▶ **题目**
列出下方记录中含有字符串“region”的每一行，并原样照录。匹配时区分大小写。

%%

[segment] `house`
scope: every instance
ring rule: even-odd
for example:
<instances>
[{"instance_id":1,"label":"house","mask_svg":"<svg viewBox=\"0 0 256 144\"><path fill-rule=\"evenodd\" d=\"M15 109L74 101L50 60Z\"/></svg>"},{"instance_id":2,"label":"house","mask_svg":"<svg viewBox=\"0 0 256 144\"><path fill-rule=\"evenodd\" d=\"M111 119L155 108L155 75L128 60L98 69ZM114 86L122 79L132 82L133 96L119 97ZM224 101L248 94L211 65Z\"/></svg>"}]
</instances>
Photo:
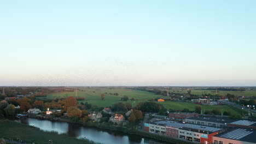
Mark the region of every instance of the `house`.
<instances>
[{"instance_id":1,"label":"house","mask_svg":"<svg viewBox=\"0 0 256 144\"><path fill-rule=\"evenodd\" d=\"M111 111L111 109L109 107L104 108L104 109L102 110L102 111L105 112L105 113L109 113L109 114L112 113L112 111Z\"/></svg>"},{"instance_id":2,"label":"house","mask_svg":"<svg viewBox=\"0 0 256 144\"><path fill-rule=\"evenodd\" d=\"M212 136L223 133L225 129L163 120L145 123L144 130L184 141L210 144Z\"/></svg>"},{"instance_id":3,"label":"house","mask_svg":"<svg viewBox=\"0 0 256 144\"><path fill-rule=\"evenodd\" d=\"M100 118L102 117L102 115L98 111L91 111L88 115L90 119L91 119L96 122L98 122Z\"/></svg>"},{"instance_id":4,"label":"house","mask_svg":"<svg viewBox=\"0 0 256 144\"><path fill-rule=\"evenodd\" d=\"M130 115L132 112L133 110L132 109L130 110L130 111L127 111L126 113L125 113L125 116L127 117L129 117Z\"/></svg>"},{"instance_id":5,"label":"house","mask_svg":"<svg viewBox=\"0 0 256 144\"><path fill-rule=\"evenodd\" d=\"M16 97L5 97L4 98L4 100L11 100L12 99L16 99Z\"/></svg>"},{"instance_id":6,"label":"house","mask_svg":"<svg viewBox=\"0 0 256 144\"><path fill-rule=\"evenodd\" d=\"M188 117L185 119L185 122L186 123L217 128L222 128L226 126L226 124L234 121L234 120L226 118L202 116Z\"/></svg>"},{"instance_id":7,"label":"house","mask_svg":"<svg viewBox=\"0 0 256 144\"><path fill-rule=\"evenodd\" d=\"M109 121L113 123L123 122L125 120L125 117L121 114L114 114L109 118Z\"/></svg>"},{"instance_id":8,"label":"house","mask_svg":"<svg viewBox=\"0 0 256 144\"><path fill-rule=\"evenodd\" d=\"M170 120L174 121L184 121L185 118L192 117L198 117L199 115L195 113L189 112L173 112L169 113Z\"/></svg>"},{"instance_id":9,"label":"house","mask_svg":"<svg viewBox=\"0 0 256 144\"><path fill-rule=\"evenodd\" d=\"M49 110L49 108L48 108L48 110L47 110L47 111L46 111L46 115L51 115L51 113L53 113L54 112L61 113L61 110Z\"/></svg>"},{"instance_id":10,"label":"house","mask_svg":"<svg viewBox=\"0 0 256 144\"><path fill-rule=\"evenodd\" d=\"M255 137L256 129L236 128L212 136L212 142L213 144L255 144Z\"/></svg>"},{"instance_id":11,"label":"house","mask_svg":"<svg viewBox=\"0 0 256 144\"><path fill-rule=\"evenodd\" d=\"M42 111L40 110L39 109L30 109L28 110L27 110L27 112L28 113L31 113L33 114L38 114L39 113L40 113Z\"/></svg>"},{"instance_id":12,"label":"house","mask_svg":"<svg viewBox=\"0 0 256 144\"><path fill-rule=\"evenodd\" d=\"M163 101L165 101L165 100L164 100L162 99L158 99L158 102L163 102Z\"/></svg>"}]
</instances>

%%
%%

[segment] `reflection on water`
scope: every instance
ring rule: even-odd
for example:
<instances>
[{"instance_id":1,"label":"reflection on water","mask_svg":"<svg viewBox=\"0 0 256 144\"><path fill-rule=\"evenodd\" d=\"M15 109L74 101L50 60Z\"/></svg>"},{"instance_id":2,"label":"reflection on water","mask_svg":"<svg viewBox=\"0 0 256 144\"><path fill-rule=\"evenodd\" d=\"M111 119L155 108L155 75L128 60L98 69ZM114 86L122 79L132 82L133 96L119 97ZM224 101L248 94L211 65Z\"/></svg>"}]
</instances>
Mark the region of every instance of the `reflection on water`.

%%

▶ **解答**
Mark the region of every instance of the `house`.
Mark the region of every instance of the `reflection on water`.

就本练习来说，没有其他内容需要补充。